TASK INPUT:
+ + + +

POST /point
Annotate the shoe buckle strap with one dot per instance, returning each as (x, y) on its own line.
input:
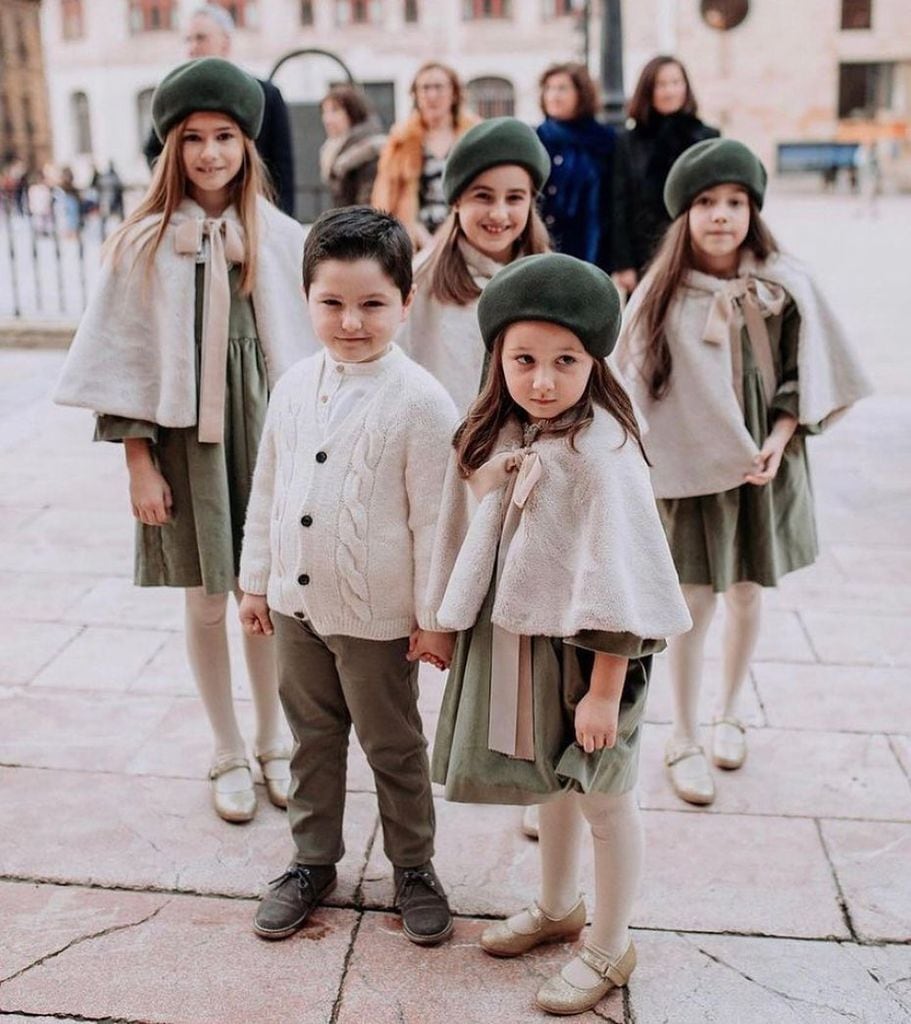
(601, 965)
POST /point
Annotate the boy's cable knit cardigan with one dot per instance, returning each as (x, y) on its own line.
(340, 528)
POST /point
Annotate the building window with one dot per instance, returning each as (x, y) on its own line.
(864, 89)
(857, 13)
(244, 12)
(491, 97)
(357, 12)
(478, 9)
(153, 15)
(71, 11)
(79, 105)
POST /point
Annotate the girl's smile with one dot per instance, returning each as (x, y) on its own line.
(494, 208)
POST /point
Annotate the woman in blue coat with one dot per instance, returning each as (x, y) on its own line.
(575, 198)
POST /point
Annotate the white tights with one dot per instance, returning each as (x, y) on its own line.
(743, 603)
(207, 650)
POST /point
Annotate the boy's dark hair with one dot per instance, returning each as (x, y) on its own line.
(354, 232)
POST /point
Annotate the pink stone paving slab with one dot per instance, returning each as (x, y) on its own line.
(723, 979)
(188, 961)
(859, 639)
(853, 776)
(154, 833)
(755, 876)
(116, 601)
(40, 596)
(101, 658)
(825, 696)
(871, 862)
(86, 731)
(27, 647)
(660, 704)
(391, 981)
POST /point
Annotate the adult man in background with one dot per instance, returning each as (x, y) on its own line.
(209, 32)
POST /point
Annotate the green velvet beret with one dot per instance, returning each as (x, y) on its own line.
(714, 162)
(208, 84)
(558, 289)
(500, 140)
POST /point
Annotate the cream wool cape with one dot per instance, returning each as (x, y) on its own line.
(697, 440)
(589, 553)
(444, 338)
(134, 353)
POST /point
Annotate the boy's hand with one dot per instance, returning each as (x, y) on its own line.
(434, 647)
(254, 615)
(596, 722)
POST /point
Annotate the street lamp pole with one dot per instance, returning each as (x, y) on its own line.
(612, 60)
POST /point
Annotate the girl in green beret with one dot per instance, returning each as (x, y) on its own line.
(734, 357)
(198, 311)
(491, 179)
(561, 587)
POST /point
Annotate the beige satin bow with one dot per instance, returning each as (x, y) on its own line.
(225, 244)
(745, 300)
(511, 721)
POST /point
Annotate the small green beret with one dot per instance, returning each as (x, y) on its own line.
(208, 84)
(558, 289)
(713, 162)
(500, 140)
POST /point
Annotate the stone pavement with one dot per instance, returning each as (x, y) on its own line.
(124, 898)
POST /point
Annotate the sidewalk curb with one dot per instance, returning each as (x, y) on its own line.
(36, 334)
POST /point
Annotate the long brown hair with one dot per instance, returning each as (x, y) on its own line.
(642, 108)
(169, 187)
(476, 436)
(674, 259)
(450, 280)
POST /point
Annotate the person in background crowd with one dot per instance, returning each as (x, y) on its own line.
(576, 197)
(410, 173)
(664, 123)
(209, 34)
(350, 154)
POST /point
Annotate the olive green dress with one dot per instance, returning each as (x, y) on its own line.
(752, 534)
(210, 483)
(561, 674)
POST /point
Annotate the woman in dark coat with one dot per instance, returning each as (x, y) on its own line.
(350, 154)
(662, 113)
(576, 197)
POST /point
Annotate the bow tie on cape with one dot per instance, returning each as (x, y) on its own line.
(225, 244)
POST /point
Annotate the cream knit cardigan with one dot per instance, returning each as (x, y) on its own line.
(371, 492)
(445, 338)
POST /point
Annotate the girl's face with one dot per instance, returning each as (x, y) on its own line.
(212, 150)
(546, 368)
(494, 208)
(335, 119)
(434, 94)
(719, 221)
(560, 97)
(670, 89)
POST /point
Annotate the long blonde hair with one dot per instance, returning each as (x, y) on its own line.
(169, 187)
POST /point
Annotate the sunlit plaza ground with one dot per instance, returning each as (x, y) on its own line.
(124, 898)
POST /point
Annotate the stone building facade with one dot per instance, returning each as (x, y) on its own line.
(25, 126)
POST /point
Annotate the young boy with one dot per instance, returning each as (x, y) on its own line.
(337, 550)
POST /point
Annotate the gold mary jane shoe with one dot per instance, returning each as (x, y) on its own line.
(500, 940)
(557, 995)
(728, 742)
(275, 767)
(232, 792)
(689, 773)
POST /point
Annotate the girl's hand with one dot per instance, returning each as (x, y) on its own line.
(254, 615)
(596, 722)
(149, 495)
(769, 459)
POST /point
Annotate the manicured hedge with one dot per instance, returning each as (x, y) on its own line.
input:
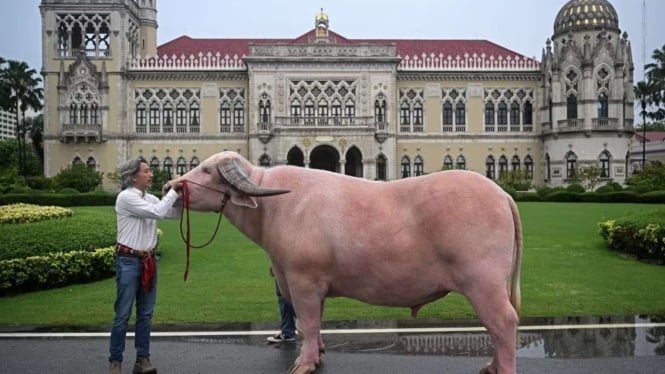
(98, 198)
(55, 270)
(85, 230)
(641, 235)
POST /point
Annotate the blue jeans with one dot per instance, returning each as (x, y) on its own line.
(128, 289)
(287, 314)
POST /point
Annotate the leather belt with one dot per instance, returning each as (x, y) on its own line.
(124, 250)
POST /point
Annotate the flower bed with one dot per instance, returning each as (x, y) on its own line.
(24, 213)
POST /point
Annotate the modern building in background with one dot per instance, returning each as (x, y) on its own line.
(7, 125)
(380, 109)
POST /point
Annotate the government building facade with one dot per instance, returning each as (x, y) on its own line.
(378, 109)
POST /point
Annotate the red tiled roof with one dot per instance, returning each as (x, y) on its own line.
(187, 46)
(652, 136)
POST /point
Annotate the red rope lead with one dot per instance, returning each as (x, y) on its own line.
(186, 237)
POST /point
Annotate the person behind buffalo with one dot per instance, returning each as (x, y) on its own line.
(136, 271)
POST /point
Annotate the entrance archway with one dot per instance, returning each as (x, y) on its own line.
(295, 157)
(354, 164)
(324, 157)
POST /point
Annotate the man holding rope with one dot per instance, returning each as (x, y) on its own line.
(136, 271)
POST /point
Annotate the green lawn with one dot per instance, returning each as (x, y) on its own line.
(566, 270)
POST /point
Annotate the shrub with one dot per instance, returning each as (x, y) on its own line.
(641, 235)
(79, 177)
(575, 187)
(55, 270)
(84, 230)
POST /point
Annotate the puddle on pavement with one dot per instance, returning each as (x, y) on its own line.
(615, 336)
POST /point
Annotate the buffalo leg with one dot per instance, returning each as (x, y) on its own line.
(500, 318)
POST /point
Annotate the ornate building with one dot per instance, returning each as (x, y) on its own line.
(377, 109)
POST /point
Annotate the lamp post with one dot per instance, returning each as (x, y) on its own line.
(644, 133)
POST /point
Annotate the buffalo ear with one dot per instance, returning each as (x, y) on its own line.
(240, 199)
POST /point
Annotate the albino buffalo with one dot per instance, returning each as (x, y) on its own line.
(403, 243)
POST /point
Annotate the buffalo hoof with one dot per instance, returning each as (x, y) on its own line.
(301, 369)
(487, 370)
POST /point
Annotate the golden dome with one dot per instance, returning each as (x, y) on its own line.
(579, 15)
(321, 16)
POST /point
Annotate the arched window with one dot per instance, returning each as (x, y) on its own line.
(515, 162)
(605, 162)
(406, 167)
(381, 168)
(460, 115)
(515, 115)
(502, 115)
(181, 166)
(490, 167)
(92, 163)
(528, 166)
(603, 110)
(503, 166)
(167, 113)
(571, 165)
(417, 116)
(447, 116)
(225, 117)
(527, 117)
(168, 167)
(154, 163)
(379, 109)
(460, 162)
(447, 163)
(571, 107)
(418, 166)
(140, 118)
(489, 116)
(238, 117)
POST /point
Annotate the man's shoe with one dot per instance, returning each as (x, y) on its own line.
(280, 338)
(143, 366)
(116, 367)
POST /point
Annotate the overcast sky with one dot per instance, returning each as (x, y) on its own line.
(520, 25)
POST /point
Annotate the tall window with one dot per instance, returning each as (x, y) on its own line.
(602, 106)
(502, 115)
(571, 107)
(181, 166)
(460, 163)
(528, 166)
(154, 117)
(571, 165)
(460, 115)
(605, 164)
(238, 117)
(447, 163)
(406, 167)
(503, 166)
(140, 118)
(381, 168)
(225, 117)
(515, 162)
(447, 113)
(418, 166)
(490, 167)
(515, 115)
(489, 116)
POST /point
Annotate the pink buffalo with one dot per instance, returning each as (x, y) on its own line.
(403, 243)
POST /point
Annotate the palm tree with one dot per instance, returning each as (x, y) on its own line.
(644, 93)
(655, 72)
(19, 91)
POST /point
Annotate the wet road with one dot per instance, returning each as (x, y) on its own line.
(584, 345)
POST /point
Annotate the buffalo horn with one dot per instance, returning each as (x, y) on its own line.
(230, 170)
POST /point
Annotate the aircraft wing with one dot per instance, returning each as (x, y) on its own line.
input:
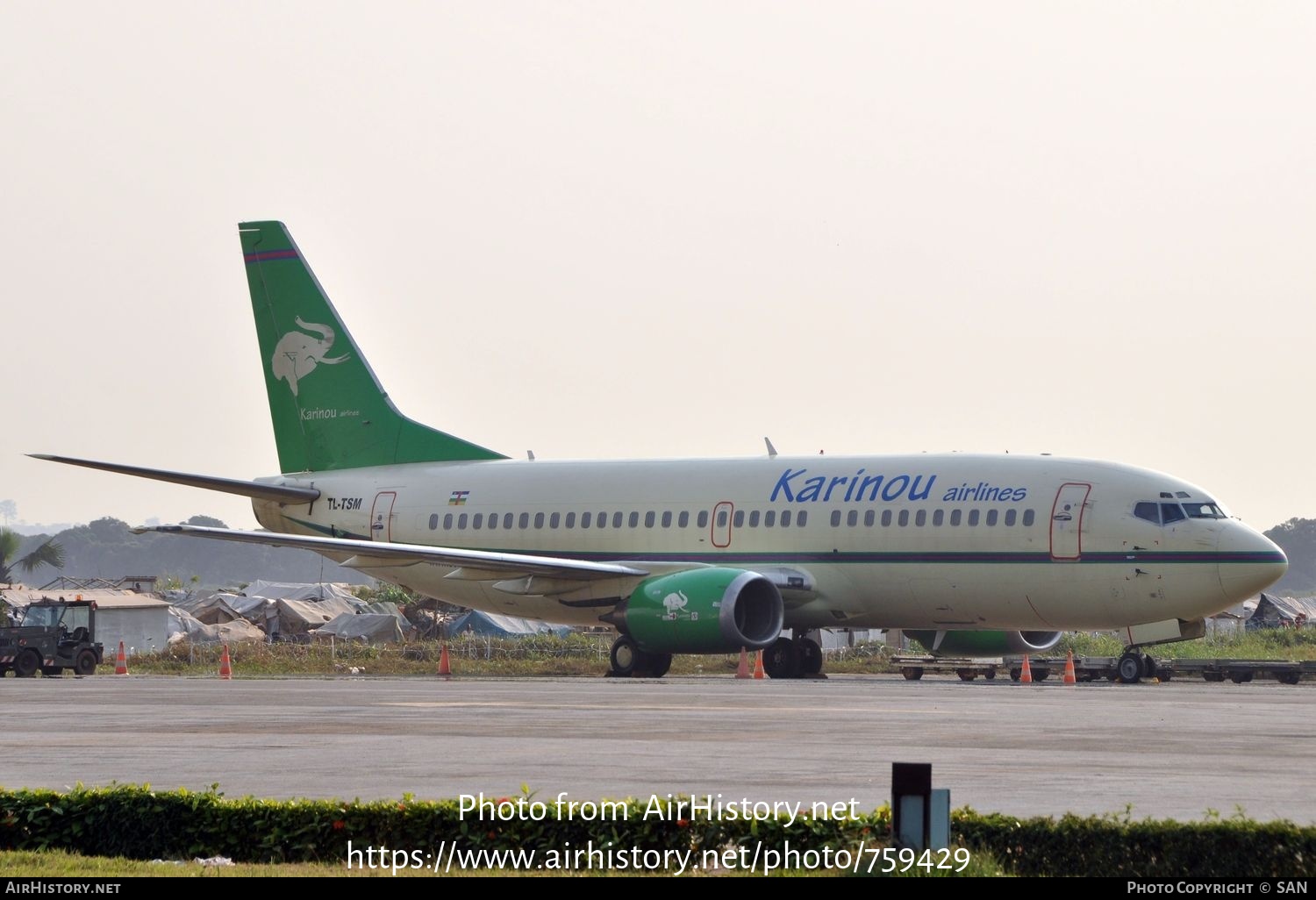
(474, 565)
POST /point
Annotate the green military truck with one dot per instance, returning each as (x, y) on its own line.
(53, 636)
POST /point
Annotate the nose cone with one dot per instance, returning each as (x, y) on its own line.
(1249, 561)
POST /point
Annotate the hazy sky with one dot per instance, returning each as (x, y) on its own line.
(661, 229)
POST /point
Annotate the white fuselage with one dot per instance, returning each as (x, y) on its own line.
(932, 541)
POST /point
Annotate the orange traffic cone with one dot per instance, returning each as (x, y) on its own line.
(742, 670)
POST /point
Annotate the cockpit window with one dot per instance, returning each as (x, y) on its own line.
(1148, 511)
(1203, 511)
(1170, 512)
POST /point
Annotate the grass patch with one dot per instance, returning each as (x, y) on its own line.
(587, 655)
(547, 655)
(1261, 644)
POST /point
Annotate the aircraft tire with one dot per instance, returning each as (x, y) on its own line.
(811, 655)
(1131, 668)
(782, 660)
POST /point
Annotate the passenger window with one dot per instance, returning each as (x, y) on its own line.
(1171, 512)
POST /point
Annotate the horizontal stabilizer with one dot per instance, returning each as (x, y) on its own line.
(258, 489)
(408, 554)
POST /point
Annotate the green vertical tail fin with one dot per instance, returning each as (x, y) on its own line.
(328, 408)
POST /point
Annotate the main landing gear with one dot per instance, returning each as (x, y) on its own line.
(629, 661)
(794, 658)
(1134, 666)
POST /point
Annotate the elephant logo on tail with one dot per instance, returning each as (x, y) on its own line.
(297, 354)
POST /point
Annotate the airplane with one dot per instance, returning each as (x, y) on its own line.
(970, 553)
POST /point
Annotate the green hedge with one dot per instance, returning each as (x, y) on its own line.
(142, 824)
(1121, 847)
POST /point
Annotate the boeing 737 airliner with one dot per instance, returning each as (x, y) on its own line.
(978, 554)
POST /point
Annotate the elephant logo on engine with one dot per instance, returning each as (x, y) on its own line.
(674, 603)
(297, 354)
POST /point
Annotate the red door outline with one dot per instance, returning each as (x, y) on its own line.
(1068, 520)
(382, 516)
(723, 532)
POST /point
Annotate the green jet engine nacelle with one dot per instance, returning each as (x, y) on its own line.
(702, 611)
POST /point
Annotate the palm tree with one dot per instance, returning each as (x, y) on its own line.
(46, 554)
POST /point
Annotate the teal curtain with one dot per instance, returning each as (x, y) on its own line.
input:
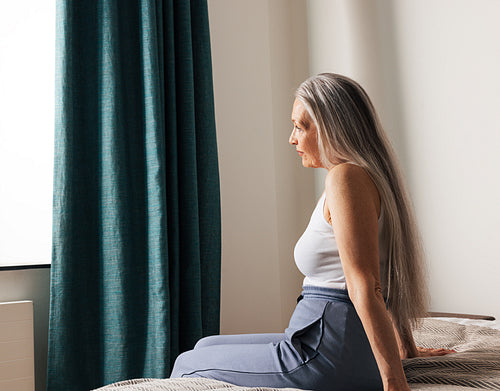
(136, 237)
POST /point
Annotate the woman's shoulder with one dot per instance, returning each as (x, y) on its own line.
(349, 179)
(347, 174)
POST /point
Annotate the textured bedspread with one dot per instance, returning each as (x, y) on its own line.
(476, 365)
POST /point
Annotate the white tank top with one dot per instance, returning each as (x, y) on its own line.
(317, 255)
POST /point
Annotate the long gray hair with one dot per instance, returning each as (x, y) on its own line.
(349, 130)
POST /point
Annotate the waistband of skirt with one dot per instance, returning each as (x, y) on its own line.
(317, 292)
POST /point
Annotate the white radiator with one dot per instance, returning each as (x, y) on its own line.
(16, 346)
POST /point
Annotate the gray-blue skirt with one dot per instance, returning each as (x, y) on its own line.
(324, 348)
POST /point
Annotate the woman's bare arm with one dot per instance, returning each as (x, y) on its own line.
(354, 205)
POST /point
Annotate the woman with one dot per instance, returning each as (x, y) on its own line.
(361, 257)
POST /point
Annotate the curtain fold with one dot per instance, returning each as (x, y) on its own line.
(136, 237)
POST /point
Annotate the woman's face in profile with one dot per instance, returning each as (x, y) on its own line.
(305, 136)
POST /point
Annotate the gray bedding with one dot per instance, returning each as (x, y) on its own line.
(476, 365)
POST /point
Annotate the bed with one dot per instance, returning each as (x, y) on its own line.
(475, 365)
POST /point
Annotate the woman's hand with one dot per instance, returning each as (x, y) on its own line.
(431, 352)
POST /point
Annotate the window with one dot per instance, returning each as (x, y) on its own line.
(27, 63)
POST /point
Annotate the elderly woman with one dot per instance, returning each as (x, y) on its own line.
(360, 255)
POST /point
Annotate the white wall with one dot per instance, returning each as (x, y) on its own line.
(259, 56)
(431, 68)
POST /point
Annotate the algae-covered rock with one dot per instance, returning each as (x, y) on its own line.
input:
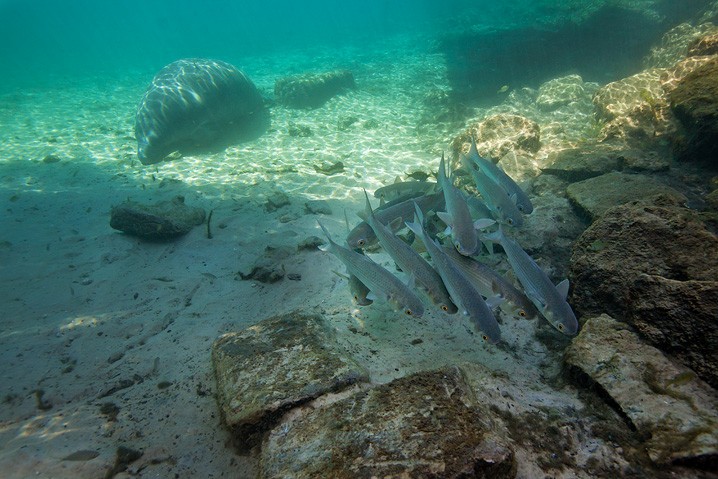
(676, 44)
(634, 107)
(695, 103)
(428, 424)
(578, 164)
(562, 91)
(668, 405)
(312, 90)
(596, 195)
(654, 265)
(276, 365)
(161, 221)
(498, 135)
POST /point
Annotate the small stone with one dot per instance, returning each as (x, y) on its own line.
(276, 200)
(318, 207)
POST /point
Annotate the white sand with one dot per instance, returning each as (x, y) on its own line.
(86, 308)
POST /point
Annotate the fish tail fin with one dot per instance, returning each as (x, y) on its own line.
(368, 211)
(417, 225)
(346, 220)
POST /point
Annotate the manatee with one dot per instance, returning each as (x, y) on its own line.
(196, 105)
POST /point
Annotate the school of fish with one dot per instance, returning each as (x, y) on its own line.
(455, 280)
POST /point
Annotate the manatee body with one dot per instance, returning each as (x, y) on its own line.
(196, 105)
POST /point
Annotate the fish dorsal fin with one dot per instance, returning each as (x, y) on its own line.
(445, 217)
(396, 224)
(562, 288)
(483, 223)
(494, 301)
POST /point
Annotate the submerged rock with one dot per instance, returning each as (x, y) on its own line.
(161, 221)
(596, 195)
(428, 424)
(312, 90)
(695, 103)
(276, 365)
(666, 403)
(654, 265)
(498, 135)
(562, 91)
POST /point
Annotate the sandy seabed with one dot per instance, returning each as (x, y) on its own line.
(105, 339)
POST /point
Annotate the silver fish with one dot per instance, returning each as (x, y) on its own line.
(362, 236)
(424, 276)
(498, 176)
(457, 216)
(495, 197)
(488, 282)
(550, 300)
(380, 281)
(357, 288)
(463, 294)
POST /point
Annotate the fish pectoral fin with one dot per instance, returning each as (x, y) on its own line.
(494, 301)
(445, 217)
(396, 224)
(341, 275)
(483, 223)
(562, 288)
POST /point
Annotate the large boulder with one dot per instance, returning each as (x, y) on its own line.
(197, 105)
(674, 412)
(274, 366)
(160, 221)
(428, 424)
(595, 196)
(499, 135)
(312, 90)
(653, 265)
(695, 103)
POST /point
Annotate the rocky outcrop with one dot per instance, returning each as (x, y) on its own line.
(674, 411)
(428, 424)
(312, 90)
(274, 366)
(695, 103)
(578, 164)
(654, 265)
(595, 196)
(562, 91)
(498, 135)
(162, 221)
(196, 105)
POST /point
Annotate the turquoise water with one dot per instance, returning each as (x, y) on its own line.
(105, 338)
(41, 40)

+ + + +

OBJECTIVE:
Please find and copy each line above that contains the string "logo", treating uppercase and lowercase as different.

EXERCISE OUTPUT:
Annotate the elephant logo on tail with one dot per instance, returning each as (x, y) on its own line.
Annotate the elephant logo on engine with one dot per instance, returning each as (x, y) on its own line.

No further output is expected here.